» **YOUR GOAL**:
Your answer should consist of the line holding "Phrase: green stem" and all lines after it to the end of the material, copied exactly.
━━━ PROVIDED RECORDS ━━━
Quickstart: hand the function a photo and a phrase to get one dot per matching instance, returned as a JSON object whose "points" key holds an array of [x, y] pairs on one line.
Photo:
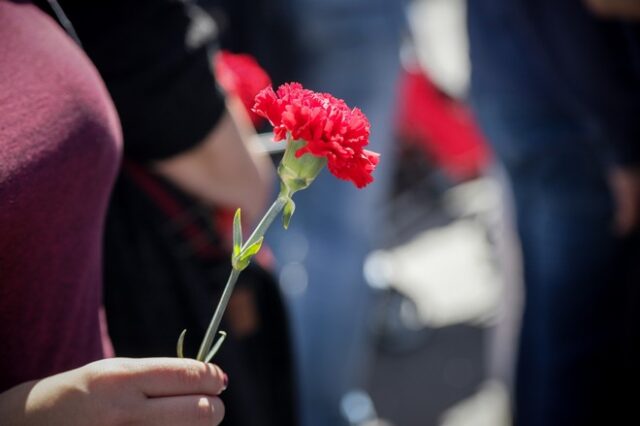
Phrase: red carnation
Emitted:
{"points": [[330, 128], [242, 76]]}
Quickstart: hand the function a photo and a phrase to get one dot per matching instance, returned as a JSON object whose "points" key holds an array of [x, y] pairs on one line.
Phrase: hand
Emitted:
{"points": [[151, 391], [625, 186]]}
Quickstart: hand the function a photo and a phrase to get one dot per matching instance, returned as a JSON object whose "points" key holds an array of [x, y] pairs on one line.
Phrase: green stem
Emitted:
{"points": [[260, 230]]}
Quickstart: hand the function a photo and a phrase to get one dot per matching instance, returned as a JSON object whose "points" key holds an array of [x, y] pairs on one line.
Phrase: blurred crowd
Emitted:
{"points": [[507, 198]]}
━━━
» **TASK RESPONSE**:
Phrase: green stem
Emitted:
{"points": [[260, 230]]}
Quickstart: hand the function a photo and a phrase to get one dot per matching instance, returned as a JSON object whose "points" key holds an array of [x, y] pairs on one line.
Phrase: blurred crowd
Emitted:
{"points": [[507, 198]]}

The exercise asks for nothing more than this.